### [TEXTE PROPOSÉ]
----

Le texte en fut publié dans le nouveau

Menagiana

en 1715, puis en

tête de la « nouvelle édition » des

Commentaires sur les Epistres

d’Ovide

de Méziriac (La Haye, Henri du Sauzet, 1716, t. I. p. 23-56).

« Messieurs, je tiens si cher l’honneur que vous m’avez fait de me

recevoir en cette celebre compagnie, où vous n’avez admis personne

qui ne me surpasse infiniment en merite, que je m’estime estre obligé

pardessus tout d’obéir exactement à voz commandemens. C’est

pour m’acquitter de ce devoir que je vous presente ce discours

mal poli, dont la rudesse vous fera bien conestre que je l’ay enfanté

dans un pays barbare, avec un esprit rempli d’inquietudes, et qui

n’a peu s’empescher de compatir à un corps travaillé de cruelles et

continuelles douleurs. […] Si j’ai pris quelque peine pour acquerir une

mediocre connoissance des langues estrangeres, ça esté avecque

dessein de contenter mon esprit plustost que d’en faire parade, et

j’ay tousjours fait plus d’estat des choses que des paroles, ne me

proposant autre but en mes estudes, que de parvenir à l’intelligence

des anciens autheurs, pour puiser les sciences dans leur source,

sans m’amuser à l’agencement des mots, ni à l’elegance du stile. […]

C’est pourquoy, messieurs, j’ay bien de la peine de me persuader

que je puisse tenir aucun rang en cette illustre Académie où l’on fait

profession de l’eloquence, et l’on pretend de conduire nostre langue

à sa perfection »…

Il en vient au fond de son sujet, et parmi les « doctes et laborieuses

traductions [qui] ont transporté en France les tresors de la Grece »,

il retient AMYOT qui « a si bien merité l’approbation generale, qu’il

est tenu de tous pour le meilleur et le plus judicieux traducteur que

nous ayons, tant à cause qu’il a choisi un autheur excellent, et dont

les escris sont remplis de toute sorte d’érudition ;que parce qu’il l’a

traduit en un fort beau style, et qui approche de la perfection autant

qu’il estoit possible en un siecle où les espris n’estoient point encore

parfaittement polis. […] Mais la seule beauté du langage ne suffit pas

pour faire estimer une traduction excellente. […] la qualité la plus

essentielle à un bon traducteur c’est la fidelité »… Alors commence une

charge à fond contre le malheureux Amyot, accusé d’avoir perverti,

en plus de mille endroits, le texte original de Plutarque, et dont le

moindre défaut a été l’ignorance. Ses erreurs, ignorances, fautes ou

contresens sont impitoyablement relevées, plume à la main…

Le discours se termine par une invocation à RICHELIEU : « Que si

j’osois me persuader que les Astres qui presiderent à ma naissance

me promirent tant de bonheur, qu’un jour ce grand et inimitable

Cardinal qui par ses grandes actions attire à soi les yeux de tout le

monde, regardera mon Plutarque d’un œil favorable, et que quand

il aura quelques momens de loisir, et voudra descharger son esprit

de tant de soings dont il est continuellement occupé, pendant qu’il

travaille à faire conspirer toute l’Europe au bien et à l’honneur de

la France, il se donnera un agréable divertissement par la lecture

de ce divin autheur. [...] Il me doit suffire de participer aux douces

influences que ce bel astre repand generalement sur la France, qu’il

fait jouir d’une profonde paix, pendant que le fer et la flame ravagent

tout le reste de l’Europe. Aussi je professe que je ne souhaitte point

d’autre recompense de mes labeurs, que de pouvoir laisser quelque

marque à la postérité, d’avoir vescu dans un siecle qui a produit tant

de merveilles et de m’estre mis en devoir d’enrichir la France des plus

rares despouilles de la Grèce, au mesme temps que nostre invincible

monarque se chargeant de celles qu’il remporte tous les jours sur ses

ennemis, tant par les fideles conseils de cet incomparable ministre,

que par l’effort de ses armes victorieuses, va estendre son empire

jusques aux limites de l’ancienne Gaule. »

----

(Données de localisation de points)

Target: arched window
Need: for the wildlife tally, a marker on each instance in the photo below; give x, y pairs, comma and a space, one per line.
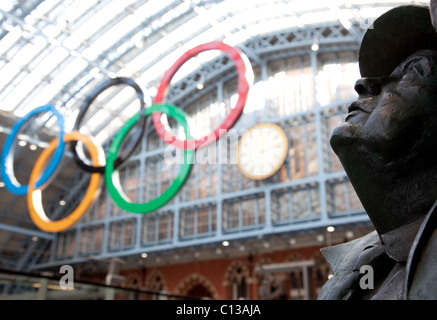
236, 281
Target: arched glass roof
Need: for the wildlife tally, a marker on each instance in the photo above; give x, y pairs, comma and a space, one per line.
58, 51
54, 51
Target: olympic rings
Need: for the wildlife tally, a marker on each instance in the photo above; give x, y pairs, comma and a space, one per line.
113, 178
116, 156
244, 72
7, 162
126, 153
34, 201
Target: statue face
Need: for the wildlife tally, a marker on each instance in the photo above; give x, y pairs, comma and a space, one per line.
392, 115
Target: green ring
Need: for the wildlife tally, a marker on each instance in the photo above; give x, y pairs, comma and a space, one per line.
112, 176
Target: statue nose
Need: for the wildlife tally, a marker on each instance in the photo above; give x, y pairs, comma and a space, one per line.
369, 86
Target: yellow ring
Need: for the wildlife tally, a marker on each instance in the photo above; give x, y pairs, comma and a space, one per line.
34, 197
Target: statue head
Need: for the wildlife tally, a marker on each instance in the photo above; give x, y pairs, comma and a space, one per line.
388, 142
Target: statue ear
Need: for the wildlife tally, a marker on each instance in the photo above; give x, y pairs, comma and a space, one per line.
433, 13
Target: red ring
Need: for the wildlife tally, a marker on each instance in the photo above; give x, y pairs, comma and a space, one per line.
243, 67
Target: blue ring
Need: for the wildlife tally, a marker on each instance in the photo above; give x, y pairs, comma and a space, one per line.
7, 157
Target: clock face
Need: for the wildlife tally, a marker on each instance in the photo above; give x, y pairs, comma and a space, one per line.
262, 151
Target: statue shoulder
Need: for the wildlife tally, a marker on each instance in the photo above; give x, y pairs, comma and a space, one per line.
424, 279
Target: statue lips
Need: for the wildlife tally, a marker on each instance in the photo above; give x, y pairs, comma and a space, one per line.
354, 109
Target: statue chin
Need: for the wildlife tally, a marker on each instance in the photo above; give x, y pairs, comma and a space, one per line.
343, 135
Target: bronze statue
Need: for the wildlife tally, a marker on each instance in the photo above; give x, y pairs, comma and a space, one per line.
388, 148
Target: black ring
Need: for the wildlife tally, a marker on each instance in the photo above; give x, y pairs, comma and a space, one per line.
135, 136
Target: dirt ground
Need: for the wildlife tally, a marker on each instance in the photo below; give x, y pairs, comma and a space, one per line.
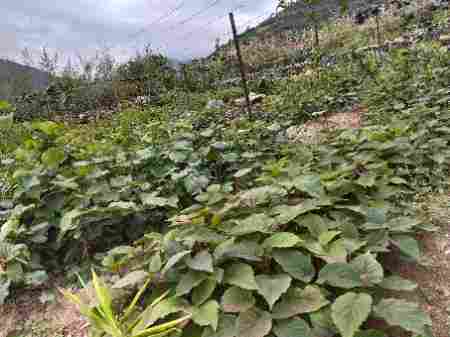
433, 275
28, 317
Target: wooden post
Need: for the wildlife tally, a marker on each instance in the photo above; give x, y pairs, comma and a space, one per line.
241, 65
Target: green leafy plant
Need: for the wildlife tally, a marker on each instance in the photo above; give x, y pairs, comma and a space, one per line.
104, 321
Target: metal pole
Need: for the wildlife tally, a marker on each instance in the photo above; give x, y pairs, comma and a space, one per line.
241, 64
377, 19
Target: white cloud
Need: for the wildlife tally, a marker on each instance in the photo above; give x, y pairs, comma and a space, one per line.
81, 26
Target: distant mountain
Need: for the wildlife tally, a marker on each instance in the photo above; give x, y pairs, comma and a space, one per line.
296, 17
15, 79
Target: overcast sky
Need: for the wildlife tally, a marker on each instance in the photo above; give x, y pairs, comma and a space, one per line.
74, 27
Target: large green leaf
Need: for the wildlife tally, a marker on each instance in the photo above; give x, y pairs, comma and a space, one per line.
271, 287
350, 311
398, 283
408, 246
286, 214
207, 315
254, 323
236, 299
53, 157
204, 291
131, 279
174, 260
203, 261
370, 333
295, 263
281, 240
401, 313
261, 195
340, 275
255, 223
316, 224
189, 281
226, 328
371, 271
69, 221
149, 199
293, 328
241, 275
246, 250
4, 289
299, 301
309, 184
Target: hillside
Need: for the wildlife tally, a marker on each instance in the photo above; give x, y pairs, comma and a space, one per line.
16, 78
297, 17
321, 209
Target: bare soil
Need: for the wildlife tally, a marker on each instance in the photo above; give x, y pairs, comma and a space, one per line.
433, 275
28, 317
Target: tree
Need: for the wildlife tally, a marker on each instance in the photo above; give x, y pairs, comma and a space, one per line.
27, 57
47, 62
105, 66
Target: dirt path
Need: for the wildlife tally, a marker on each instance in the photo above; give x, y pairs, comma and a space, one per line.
28, 317
433, 277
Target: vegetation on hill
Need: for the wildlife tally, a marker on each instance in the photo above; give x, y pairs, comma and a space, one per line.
215, 222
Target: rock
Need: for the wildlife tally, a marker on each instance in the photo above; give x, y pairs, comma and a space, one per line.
215, 104
254, 98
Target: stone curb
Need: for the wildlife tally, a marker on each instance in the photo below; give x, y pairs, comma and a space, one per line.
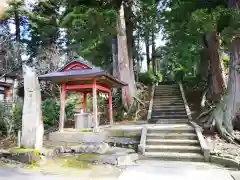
22, 157
227, 162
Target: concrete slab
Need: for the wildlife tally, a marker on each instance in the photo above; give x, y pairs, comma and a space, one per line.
144, 172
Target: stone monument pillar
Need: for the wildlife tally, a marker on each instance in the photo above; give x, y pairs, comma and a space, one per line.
32, 124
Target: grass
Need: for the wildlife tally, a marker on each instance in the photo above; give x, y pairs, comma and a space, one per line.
78, 161
24, 150
87, 131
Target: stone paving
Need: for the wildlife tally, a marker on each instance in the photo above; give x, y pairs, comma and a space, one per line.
142, 170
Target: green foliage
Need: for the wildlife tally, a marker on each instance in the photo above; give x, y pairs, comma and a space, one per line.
10, 119
17, 115
50, 112
51, 109
149, 78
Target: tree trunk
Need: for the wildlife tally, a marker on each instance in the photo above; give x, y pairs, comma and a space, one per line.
128, 14
146, 38
226, 111
115, 71
17, 26
153, 53
217, 83
129, 91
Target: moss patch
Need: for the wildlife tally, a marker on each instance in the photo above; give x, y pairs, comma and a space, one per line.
78, 161
86, 131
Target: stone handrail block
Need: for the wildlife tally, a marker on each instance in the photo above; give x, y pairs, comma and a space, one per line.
141, 146
149, 115
198, 129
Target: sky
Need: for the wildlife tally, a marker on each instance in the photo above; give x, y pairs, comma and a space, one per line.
158, 42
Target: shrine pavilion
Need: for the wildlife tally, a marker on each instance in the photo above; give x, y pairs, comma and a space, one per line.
79, 76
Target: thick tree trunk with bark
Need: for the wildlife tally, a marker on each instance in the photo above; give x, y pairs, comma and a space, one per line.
17, 27
216, 81
146, 39
128, 14
129, 91
226, 111
153, 53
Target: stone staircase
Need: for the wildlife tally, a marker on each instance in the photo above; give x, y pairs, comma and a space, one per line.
172, 137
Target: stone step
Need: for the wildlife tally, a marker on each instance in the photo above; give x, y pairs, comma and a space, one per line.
170, 135
169, 116
167, 91
190, 142
165, 101
159, 122
168, 101
159, 95
172, 148
160, 113
167, 85
160, 104
173, 128
167, 97
175, 156
178, 121
168, 106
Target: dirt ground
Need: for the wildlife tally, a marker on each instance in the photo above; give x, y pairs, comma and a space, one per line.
218, 145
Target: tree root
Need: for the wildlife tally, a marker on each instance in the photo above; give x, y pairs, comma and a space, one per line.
205, 113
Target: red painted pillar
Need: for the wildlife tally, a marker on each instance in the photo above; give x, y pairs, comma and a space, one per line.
110, 112
94, 101
62, 107
84, 102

----

### [EXPLORATION DU MATÉRIEL]
A. Traduisez en anglais cette phrase de l'extrait sur le discours à l'Académie : « Alors commence une charge à fond contre le malheureux Amyot, accusé d’avoir perverti, en plus de mille endroits, le texte original de Plutarque, et dont le moindre défaut a été l’ignorance. »
B. Poursuivez l'extrait sur le discours à l'Académie après sa dernière phrase, dans le ton de la présentation éditoriale.
Le matériel n'est d'aucune utilité pour cet exercice.

### [CORRIGÉ DE L'EXERCICE]
A. Then begins an all-out attack on the unfortunate Amyot, accused of having distorted Plutarch's original text in more than a thousand places, and whose least fault was ignorance.

B.
Bibliographie

 : René Kerviler,

Claude-Gaspard Bachet seigneur de

Méziriac, l’un des quarante Fondateurs de l’Académie française.

Étude sur sa vie & sur ses écrits

(Paris, Dumoulin, 1880, notamment

pp. 49-54). Raoul Bonnet, « Un manuscrit de Bachet de Méziriac »

(in

L’Amateur d’autographes

, 1900, p. 192-193) ; et

Isographie

(p.17).

Provenance

 : ancienne collection Edgar GOURIO DE REFUGE (23-24

décembre 1902, n° 13) ; vente 14 mai 1964 (Jacques Arnna expert, n° 2).